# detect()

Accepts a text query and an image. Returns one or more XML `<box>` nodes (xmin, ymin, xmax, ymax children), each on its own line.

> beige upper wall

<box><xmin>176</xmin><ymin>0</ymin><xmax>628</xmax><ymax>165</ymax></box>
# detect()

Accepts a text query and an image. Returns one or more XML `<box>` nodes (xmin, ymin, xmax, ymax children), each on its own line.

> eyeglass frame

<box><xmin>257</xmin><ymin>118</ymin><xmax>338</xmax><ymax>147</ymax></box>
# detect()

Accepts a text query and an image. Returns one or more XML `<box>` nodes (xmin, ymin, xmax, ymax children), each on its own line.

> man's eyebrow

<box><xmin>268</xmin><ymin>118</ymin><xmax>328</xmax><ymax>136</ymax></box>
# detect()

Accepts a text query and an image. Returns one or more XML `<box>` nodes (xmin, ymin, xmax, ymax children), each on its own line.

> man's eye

⁂

> _Work instructions_:
Convert every line of the rows above into a JSON list of strings, one string per line, and leave out the blank lines.

> _Output of the task_:
[
  "# detect()",
  "Accepts a text query and an image. Returns one or more XML `<box>` nodes (xmin, ymin, xmax, ymax children), each on its own line.",
  "> beige upper wall",
  "<box><xmin>176</xmin><ymin>0</ymin><xmax>628</xmax><ymax>165</ymax></box>",
  "# detect()",
  "Accepts a text query and an image. Returns one or more XML `<box>` nodes (xmin, ymin, xmax, ymax children), each on its own line.",
  "> eyeglass frame",
  "<box><xmin>257</xmin><ymin>118</ymin><xmax>338</xmax><ymax>147</ymax></box>",
  "# detect()",
  "Accepts a text query and an image. Returns one or more XML `<box>` nodes (xmin, ymin, xmax, ymax children), each on its own line.",
  "> man's eyebrow",
  "<box><xmin>268</xmin><ymin>118</ymin><xmax>328</xmax><ymax>136</ymax></box>",
  "# detect()",
  "Accepts a text query and an image. Returns one or more XML `<box>` nodes (xmin, ymin, xmax, ymax children), each on its own line.",
  "> man's eye"
]